→ Action item:
Repeat all of the records verbatim.

-------- Data for review

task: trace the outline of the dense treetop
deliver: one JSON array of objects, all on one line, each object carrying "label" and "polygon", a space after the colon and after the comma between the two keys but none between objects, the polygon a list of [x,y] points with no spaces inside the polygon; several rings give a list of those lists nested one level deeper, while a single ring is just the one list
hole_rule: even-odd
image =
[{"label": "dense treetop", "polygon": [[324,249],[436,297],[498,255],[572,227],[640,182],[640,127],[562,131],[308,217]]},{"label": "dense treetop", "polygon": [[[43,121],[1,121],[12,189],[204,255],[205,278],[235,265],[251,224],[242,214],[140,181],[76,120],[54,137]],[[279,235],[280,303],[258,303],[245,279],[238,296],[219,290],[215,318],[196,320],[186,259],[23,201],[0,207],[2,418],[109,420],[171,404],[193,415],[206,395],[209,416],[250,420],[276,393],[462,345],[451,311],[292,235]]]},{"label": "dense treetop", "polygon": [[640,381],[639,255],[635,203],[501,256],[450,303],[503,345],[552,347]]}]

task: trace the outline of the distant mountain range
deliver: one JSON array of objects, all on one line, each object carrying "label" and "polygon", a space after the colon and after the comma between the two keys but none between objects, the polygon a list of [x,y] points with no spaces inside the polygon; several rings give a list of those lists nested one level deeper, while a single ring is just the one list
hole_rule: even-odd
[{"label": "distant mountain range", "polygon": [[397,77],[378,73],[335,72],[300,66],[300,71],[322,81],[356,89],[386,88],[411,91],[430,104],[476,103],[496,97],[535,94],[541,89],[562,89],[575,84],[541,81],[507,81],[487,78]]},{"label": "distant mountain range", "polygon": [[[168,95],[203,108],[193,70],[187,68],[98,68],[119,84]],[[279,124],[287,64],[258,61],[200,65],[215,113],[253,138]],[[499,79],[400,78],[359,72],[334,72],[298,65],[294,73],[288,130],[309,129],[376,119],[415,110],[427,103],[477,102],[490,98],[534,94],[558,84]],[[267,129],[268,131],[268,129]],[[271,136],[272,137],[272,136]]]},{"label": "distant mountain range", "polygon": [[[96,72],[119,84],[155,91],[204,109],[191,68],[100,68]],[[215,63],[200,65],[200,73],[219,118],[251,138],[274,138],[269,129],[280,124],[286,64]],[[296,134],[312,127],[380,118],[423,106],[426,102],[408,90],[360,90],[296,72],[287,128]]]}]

----------------

→ Result:
task: trace the outline of the dense treetop
deliver: one JSON array of objects, all on one line, each object carrying "label" and "polygon", a space after the colon and after the comma between the two keys but none between objects, the polygon a list of [x,y] points with no spaces inside the polygon; several rings give a list of those lists nested one level deeper, while a single ring is just the one list
hole_rule: even-odd
image =
[{"label": "dense treetop", "polygon": [[324,249],[436,297],[498,255],[572,227],[640,182],[640,127],[562,131],[308,217]]},{"label": "dense treetop", "polygon": [[[43,121],[1,121],[12,189],[204,255],[205,278],[235,265],[251,224],[242,214],[140,181],[76,120],[54,137]],[[279,235],[280,303],[258,303],[245,279],[238,296],[219,290],[215,318],[196,320],[186,259],[23,201],[0,207],[2,418],[109,420],[171,404],[193,415],[206,395],[209,416],[250,420],[276,393],[462,345],[451,311],[292,235]]]},{"label": "dense treetop", "polygon": [[640,381],[639,255],[635,203],[501,256],[450,303],[503,345],[552,347]]}]

task: trace the outline of the distant mountain range
deliver: one JSON array of objects, all on one line, each object carrying "label" and "polygon", a space after the colon and after the comma between the two keys but none between objects, the polygon a list of [x,y] points with no spaces inside the polygon; several rings give a list of those lists nested one level deeper, while a single ring is just the one list
hole_rule: even-odd
[{"label": "distant mountain range", "polygon": [[397,77],[378,73],[335,72],[300,66],[300,71],[322,81],[356,89],[386,88],[411,91],[430,104],[476,103],[496,97],[535,94],[541,89],[562,89],[575,84],[541,81],[507,81],[487,78]]},{"label": "distant mountain range", "polygon": [[[168,95],[203,108],[193,70],[187,68],[98,68],[119,84]],[[279,124],[287,64],[258,61],[200,65],[215,113],[253,138]],[[499,79],[400,78],[359,72],[334,72],[298,65],[294,73],[288,130],[309,129],[376,119],[415,110],[427,103],[477,102],[490,98],[534,94],[558,84]],[[267,129],[268,131],[268,129]],[[271,136],[272,137],[272,136]]]},{"label": "distant mountain range", "polygon": [[[96,72],[119,84],[155,91],[204,109],[191,68],[100,68]],[[215,63],[200,65],[200,73],[219,118],[251,138],[274,138],[269,129],[280,124],[286,64]],[[296,134],[312,127],[380,118],[423,106],[426,102],[408,90],[360,90],[296,72],[287,128]]]}]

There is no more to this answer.